Record set:
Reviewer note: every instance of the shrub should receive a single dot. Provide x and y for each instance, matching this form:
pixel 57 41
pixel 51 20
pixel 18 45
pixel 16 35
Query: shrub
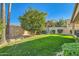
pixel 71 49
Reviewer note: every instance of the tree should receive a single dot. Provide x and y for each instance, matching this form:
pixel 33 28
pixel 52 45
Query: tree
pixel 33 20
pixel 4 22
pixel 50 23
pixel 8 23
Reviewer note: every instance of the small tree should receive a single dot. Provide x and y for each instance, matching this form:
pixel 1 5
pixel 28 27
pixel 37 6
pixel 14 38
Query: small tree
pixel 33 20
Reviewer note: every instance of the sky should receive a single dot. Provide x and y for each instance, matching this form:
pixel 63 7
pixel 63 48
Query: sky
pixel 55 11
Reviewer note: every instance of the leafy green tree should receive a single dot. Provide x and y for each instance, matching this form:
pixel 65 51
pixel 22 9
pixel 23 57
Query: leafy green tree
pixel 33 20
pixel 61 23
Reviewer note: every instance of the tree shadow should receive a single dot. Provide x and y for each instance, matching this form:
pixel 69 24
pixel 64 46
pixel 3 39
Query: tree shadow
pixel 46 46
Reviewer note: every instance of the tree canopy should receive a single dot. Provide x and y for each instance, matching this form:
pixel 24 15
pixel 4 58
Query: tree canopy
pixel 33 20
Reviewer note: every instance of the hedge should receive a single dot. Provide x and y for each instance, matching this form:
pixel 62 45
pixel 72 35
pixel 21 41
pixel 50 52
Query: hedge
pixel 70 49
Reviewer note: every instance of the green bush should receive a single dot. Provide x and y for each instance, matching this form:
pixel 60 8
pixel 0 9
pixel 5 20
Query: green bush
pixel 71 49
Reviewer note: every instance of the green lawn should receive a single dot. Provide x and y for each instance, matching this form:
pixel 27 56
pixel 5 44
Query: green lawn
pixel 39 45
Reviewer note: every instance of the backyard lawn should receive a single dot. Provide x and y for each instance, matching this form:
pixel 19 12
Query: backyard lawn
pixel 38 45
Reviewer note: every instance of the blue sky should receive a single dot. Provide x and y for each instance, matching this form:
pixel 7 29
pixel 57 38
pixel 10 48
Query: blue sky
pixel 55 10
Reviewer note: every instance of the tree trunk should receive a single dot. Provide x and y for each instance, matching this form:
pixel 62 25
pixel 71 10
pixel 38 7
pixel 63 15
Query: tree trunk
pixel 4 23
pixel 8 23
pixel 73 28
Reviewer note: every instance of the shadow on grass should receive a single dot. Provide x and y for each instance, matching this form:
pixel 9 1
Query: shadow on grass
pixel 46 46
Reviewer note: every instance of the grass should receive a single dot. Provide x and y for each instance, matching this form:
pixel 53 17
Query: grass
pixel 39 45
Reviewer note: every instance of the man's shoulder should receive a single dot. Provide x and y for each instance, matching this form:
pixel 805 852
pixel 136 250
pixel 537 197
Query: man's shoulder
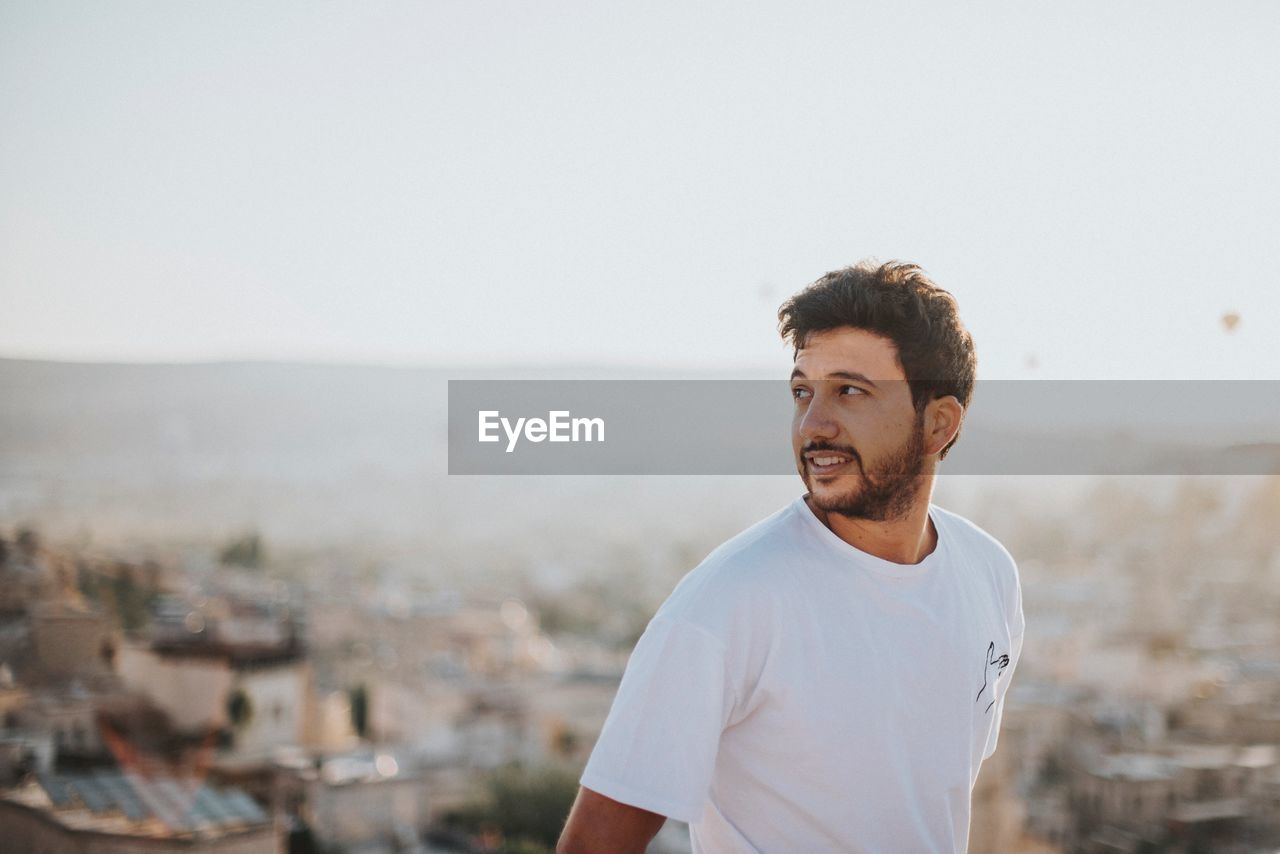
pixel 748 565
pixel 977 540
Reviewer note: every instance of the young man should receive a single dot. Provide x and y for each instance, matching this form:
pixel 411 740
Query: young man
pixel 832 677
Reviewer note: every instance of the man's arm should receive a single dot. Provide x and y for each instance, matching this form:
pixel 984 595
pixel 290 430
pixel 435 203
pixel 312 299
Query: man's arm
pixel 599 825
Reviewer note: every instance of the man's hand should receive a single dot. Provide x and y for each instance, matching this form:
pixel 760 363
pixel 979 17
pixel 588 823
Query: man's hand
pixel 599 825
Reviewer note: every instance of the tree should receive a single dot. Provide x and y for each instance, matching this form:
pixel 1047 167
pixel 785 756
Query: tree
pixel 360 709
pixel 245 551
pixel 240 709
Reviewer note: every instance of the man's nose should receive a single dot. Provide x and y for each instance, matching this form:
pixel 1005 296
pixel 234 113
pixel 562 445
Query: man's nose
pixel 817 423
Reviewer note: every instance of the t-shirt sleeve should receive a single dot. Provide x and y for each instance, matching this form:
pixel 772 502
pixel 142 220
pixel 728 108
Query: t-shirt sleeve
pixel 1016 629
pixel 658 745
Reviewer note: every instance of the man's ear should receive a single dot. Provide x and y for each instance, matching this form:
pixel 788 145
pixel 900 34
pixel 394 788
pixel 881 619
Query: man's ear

...

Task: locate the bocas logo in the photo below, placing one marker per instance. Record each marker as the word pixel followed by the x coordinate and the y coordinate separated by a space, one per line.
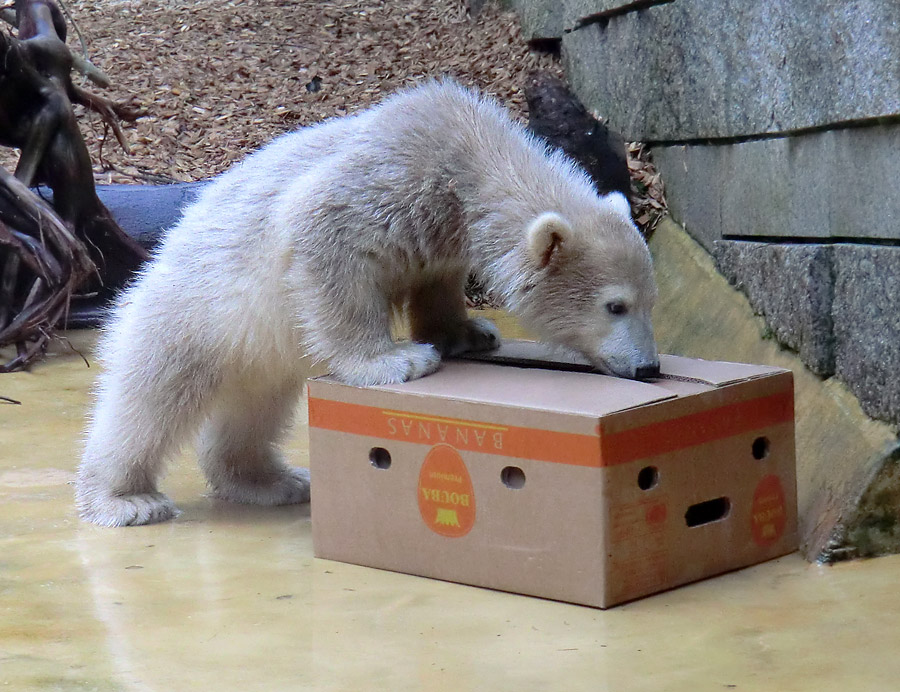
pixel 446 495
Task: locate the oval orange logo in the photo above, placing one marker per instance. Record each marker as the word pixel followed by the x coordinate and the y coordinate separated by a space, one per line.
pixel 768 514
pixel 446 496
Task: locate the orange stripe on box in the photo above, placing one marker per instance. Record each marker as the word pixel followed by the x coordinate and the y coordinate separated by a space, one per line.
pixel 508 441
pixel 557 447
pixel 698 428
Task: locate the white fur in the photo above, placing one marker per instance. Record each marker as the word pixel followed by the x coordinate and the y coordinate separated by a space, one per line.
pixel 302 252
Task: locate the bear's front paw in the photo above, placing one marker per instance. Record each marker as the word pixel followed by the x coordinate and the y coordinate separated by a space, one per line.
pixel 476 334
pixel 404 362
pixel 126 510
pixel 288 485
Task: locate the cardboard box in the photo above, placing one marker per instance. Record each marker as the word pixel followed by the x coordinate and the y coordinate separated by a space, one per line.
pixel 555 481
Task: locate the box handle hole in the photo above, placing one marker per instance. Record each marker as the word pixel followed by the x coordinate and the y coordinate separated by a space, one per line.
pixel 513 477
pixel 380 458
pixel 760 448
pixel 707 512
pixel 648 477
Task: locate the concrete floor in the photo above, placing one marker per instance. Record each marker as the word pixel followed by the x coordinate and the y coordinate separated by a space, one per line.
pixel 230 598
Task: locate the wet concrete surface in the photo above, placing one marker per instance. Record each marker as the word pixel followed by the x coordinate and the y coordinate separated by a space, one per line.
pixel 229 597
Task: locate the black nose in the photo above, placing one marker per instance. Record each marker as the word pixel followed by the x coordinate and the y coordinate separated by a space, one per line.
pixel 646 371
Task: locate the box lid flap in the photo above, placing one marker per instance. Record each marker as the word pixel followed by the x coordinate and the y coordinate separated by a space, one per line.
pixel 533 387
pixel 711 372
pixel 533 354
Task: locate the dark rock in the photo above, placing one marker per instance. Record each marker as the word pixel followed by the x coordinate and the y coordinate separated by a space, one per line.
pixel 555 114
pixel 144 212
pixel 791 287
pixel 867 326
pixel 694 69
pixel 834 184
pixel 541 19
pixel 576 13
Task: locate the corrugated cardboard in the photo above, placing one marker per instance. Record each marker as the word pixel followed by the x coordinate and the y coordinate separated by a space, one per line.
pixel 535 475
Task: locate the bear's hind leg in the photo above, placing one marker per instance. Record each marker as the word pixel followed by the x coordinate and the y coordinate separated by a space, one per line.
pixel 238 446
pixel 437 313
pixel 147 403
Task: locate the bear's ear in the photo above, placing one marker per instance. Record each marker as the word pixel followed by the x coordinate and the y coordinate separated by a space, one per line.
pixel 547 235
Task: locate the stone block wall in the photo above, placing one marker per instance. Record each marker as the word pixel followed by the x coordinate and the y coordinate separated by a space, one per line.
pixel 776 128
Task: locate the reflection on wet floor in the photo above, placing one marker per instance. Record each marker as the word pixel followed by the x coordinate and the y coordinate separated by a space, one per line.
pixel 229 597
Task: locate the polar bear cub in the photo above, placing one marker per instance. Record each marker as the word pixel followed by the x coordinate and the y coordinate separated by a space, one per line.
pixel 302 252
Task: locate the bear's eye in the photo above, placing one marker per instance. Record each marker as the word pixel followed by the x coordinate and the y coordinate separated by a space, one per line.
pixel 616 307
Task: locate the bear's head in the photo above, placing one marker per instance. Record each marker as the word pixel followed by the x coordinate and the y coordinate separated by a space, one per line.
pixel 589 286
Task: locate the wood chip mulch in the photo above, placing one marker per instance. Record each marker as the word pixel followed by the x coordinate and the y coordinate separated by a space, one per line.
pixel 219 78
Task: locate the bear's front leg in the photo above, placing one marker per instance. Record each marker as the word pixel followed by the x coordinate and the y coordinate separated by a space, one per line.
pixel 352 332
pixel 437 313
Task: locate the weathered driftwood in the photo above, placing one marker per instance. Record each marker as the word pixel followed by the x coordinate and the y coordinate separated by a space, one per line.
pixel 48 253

==

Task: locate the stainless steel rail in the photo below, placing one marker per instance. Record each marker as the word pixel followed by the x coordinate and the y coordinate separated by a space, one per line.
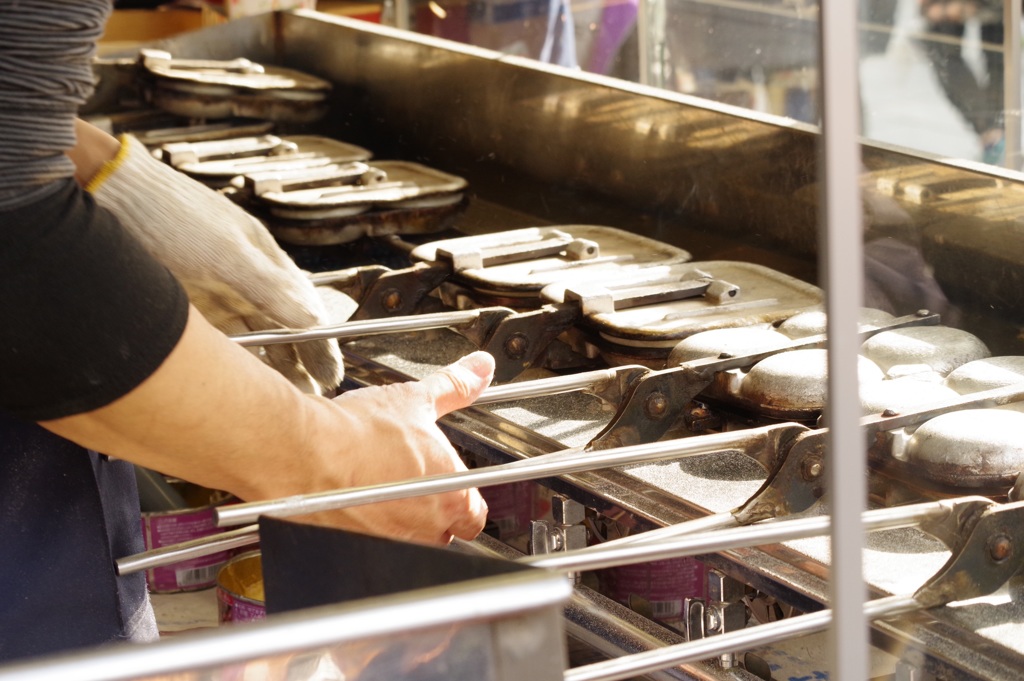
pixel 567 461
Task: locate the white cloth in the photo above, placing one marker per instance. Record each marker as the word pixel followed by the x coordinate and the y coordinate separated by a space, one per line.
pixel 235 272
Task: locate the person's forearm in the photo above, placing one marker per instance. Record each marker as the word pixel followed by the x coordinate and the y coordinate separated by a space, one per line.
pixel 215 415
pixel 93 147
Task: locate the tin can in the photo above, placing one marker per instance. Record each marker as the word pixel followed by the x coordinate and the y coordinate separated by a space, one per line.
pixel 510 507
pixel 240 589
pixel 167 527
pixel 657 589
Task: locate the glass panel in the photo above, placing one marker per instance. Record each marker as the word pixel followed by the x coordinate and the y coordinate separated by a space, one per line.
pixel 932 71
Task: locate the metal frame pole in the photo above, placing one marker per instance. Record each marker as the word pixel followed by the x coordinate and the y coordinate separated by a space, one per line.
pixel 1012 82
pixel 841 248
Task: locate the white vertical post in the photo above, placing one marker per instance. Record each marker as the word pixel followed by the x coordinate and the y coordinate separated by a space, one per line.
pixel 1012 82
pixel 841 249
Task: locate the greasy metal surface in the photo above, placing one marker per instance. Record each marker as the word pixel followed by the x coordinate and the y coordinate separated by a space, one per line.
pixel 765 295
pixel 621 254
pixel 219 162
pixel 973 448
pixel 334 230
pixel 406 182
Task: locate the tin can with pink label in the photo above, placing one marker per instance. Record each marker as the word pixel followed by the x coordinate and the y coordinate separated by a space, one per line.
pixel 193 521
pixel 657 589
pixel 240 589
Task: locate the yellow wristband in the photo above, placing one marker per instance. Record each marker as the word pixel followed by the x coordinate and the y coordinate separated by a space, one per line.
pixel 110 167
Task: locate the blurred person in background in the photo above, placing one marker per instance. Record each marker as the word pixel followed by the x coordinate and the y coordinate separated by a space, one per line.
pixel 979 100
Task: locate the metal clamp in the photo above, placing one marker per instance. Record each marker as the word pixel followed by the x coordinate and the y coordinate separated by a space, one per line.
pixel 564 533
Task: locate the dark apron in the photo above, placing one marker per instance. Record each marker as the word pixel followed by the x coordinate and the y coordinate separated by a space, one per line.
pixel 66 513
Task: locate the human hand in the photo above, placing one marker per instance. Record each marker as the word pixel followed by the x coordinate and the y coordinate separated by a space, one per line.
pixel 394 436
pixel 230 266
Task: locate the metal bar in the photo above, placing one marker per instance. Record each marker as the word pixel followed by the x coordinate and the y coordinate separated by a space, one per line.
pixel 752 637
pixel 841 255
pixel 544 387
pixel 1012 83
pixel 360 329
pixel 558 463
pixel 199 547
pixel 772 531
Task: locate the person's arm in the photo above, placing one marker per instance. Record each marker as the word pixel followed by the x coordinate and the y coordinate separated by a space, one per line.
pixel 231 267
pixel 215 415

Your task:
Nothing but the lines from the one with "Query: man's shoulder" up to and including the one with "Query: man's ear" should be printed, exactly as they read above. Please keep the pictures out.

Solution:
Query: man's shoulder
pixel 748 565
pixel 977 540
Reviewer note: every instance of the young man should receive a single dot. Provide x and y for each instance, matching this form:
pixel 411 740
Query: young man
pixel 832 677
Reviewer note: every instance of the man's arm should receive a single dot. Provide x and y for each instance, matching this form:
pixel 984 595
pixel 290 430
pixel 435 203
pixel 312 299
Query: man's arm
pixel 599 825
Reviewer note: every instance of the man's hand should receive a single dot. Provide x and y for each instance, matching this form:
pixel 760 363
pixel 979 17
pixel 588 823
Query: man's hand
pixel 599 825
Reviewer note: every instance of the tree should receive a single dot. Provide x and y for each instance, matching this form:
pixel 1047 167
pixel 785 756
Query: tree
pixel 360 709
pixel 245 551
pixel 240 709
Reviewer note: every instance of the man's nose should receive a single dot. Provide x and y for each instance, matching this form:
pixel 1005 296
pixel 234 113
pixel 562 445
Query: man's nose
pixel 817 423
Reviewer note: every instance of the t-shirt sleeve should receive a single dot. Provide x and y for each instance, matching this form:
pixel 772 502
pixel 142 220
pixel 728 108
Query: t-shirt sleeve
pixel 1016 629
pixel 658 745
Reviewer note: every instance of the man's ear should receive a single dot. Provide x and y for each instance, matching this form:
pixel 788 145
pixel 900 34
pixel 394 788
pixel 881 619
Query: man's ear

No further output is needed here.